→ **REQUEST**: Extract the lines of the records below verbatim, beginning at the line containing "--target stock photo watermark" and ending after the line containing "Provide the mask of each instance of the stock".

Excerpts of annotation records

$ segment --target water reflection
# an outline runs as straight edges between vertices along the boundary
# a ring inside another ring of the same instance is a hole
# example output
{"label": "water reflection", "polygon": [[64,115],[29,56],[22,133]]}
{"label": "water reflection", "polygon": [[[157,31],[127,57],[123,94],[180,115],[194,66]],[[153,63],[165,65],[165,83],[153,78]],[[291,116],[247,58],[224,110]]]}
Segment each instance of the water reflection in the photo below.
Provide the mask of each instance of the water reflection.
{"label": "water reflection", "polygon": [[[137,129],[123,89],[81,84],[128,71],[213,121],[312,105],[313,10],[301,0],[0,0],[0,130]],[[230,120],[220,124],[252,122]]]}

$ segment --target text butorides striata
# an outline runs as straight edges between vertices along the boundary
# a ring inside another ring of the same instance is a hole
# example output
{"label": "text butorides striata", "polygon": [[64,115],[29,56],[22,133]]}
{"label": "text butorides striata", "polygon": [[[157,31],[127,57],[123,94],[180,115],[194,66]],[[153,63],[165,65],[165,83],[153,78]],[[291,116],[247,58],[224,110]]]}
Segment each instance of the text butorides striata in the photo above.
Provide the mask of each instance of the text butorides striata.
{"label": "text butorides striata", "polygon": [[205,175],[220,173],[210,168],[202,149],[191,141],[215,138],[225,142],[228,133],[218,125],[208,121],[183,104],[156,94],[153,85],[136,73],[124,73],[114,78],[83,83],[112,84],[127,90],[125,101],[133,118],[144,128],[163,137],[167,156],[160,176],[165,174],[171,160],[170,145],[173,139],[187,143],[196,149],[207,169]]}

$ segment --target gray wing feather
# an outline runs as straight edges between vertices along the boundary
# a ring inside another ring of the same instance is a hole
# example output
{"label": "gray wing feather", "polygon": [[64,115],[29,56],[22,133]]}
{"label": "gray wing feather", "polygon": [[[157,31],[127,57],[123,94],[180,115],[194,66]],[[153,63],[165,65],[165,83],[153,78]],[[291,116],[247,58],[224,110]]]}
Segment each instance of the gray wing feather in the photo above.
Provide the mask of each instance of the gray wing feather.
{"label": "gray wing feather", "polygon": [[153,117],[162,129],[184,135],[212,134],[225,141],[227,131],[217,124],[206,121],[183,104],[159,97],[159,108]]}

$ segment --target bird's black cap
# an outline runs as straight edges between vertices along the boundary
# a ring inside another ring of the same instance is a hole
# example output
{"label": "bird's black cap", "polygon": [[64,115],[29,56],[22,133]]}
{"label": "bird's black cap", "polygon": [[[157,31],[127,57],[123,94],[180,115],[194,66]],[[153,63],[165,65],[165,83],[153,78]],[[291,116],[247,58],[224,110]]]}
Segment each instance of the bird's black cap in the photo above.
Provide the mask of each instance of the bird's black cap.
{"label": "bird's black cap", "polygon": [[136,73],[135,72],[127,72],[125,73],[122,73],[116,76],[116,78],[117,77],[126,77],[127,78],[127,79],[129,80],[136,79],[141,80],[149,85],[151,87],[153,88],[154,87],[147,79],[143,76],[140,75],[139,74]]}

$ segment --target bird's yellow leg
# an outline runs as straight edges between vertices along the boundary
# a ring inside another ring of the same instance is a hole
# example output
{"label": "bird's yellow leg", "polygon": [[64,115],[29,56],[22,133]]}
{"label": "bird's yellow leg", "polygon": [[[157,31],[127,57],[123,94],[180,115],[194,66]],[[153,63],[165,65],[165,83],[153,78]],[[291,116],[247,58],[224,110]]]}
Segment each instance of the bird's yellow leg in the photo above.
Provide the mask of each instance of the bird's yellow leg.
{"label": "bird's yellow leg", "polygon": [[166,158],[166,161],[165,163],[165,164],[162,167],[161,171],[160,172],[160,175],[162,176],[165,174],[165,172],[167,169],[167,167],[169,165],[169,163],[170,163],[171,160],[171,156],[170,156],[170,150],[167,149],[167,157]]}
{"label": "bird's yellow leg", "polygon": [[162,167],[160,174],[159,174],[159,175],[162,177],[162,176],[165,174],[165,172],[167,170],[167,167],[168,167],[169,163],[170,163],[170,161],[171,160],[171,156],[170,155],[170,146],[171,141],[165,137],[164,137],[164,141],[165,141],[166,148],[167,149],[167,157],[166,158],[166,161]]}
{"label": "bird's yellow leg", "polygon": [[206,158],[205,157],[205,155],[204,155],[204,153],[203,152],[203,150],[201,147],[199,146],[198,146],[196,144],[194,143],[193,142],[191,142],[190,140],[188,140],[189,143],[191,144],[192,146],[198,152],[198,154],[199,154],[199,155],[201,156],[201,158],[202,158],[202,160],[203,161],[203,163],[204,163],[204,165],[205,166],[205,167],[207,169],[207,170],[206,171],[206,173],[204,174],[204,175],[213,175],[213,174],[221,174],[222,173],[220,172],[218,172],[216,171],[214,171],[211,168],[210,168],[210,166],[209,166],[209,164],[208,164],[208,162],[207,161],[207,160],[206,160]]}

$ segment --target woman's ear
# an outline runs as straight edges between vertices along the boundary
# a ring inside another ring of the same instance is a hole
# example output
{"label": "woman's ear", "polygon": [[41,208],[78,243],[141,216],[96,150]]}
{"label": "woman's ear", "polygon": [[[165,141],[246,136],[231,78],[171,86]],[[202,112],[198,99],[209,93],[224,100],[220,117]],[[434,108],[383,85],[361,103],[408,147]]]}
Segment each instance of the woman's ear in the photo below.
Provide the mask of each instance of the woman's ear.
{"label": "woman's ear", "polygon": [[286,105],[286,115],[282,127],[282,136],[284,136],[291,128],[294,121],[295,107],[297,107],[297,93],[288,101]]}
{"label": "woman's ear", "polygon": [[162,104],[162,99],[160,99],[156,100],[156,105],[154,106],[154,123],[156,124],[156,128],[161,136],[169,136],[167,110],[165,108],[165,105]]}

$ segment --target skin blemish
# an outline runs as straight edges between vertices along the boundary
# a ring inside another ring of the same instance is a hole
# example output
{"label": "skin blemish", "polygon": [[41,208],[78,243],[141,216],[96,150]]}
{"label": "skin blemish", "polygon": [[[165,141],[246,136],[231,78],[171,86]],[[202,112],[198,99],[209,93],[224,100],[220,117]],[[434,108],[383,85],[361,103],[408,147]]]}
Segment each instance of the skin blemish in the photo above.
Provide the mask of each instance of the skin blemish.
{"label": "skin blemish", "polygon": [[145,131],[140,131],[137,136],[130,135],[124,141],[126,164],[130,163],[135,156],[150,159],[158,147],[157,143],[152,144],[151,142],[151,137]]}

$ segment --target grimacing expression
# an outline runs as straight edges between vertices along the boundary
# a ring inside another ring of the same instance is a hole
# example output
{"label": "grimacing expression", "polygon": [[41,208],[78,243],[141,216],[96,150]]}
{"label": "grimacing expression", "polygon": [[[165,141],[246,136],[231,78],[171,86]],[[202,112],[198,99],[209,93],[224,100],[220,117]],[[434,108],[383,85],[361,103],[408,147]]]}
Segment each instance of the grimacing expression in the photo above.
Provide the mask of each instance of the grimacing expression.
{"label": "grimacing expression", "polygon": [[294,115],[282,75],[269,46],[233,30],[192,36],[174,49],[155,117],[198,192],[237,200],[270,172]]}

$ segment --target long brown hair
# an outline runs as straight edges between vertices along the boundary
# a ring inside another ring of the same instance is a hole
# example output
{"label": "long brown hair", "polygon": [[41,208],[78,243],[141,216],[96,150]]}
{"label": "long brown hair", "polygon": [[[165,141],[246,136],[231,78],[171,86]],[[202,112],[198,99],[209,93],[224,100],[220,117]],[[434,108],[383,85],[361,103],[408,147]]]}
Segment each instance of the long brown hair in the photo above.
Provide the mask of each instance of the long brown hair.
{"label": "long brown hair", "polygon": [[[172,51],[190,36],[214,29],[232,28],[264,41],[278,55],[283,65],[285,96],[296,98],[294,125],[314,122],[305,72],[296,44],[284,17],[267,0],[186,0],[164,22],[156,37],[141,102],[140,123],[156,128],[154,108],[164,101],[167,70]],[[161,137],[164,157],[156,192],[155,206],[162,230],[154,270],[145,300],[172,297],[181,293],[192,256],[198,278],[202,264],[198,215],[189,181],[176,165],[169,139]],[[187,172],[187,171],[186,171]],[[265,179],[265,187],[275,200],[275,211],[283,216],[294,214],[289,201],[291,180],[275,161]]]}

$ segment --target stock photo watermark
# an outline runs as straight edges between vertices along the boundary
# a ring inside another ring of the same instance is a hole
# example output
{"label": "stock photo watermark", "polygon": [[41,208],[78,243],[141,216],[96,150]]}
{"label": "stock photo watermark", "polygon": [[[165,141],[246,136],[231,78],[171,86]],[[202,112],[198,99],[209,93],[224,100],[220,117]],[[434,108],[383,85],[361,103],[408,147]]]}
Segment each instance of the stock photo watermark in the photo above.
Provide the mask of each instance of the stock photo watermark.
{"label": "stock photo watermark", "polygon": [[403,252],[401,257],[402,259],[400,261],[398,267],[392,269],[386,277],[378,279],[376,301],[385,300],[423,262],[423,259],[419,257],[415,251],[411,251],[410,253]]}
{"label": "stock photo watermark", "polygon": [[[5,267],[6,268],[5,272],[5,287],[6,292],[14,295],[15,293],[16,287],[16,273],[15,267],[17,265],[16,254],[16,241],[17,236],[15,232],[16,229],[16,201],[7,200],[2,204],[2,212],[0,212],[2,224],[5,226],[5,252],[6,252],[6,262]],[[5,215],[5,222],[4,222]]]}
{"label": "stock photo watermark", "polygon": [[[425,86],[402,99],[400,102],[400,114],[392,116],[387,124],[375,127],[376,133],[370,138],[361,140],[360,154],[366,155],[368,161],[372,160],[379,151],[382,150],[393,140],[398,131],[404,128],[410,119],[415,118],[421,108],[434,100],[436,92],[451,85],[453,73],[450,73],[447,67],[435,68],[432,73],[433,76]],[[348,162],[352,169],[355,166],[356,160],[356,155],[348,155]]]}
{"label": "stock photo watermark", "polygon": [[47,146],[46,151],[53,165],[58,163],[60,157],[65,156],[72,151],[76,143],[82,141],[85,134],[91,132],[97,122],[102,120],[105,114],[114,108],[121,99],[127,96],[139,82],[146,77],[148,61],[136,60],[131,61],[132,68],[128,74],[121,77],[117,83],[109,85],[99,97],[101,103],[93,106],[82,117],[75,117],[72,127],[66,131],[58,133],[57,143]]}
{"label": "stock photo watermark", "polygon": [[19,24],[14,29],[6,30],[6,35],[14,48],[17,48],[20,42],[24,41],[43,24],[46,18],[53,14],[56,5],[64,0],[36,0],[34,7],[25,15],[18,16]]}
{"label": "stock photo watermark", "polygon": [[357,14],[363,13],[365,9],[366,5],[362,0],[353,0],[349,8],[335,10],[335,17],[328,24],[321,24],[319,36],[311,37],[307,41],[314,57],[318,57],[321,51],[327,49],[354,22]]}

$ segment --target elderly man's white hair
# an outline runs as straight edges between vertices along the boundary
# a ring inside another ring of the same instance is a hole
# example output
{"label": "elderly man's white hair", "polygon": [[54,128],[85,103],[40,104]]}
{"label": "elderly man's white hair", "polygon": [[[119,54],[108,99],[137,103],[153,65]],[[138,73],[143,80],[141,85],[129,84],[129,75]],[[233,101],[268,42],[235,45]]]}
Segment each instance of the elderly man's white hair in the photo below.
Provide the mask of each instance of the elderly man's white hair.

→ **PROBLEM SOLUTION**:
$ segment --target stock photo watermark
# an outline runs as straight edges between vertices along the boundary
# a ring inside another ring of the same instance is a hole
# example output
{"label": "stock photo watermark", "polygon": [[41,208],[78,243],[141,216],[96,150]]}
{"label": "stock photo watermark", "polygon": [[[165,141],[246,136],[231,78],[171,86]],[[202,112],[198,99],[209,93],[224,100],[220,117]],[[434,108],[383,85],[361,103],[408,147]]]}
Segment each instance of the stock photo watermark in the photo above.
Provide the mask of each instance of the stock photo watermark.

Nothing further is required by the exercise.